----- Records

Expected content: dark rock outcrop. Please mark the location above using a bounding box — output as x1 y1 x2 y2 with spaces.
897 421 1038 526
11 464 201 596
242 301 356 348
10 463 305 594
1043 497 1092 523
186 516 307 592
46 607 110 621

----------

▶ [Task prompt]
Rescale all the rows above, repeating the request line unchanged and multiplying every bounding box coordinate in the answers by 0.3. Round each result to the nearest whole number, with halves rounded up.

▶ [Solved problem]
Expected content: dark rock outcrop. Please mark the location above using a bounding box — output as x1 y1 x2 y2 with spaces.
269 126 311 158
3 139 60 179
73 90 107 104
3 139 92 178
313 149 328 157
56 155 92 178
14 182 33 186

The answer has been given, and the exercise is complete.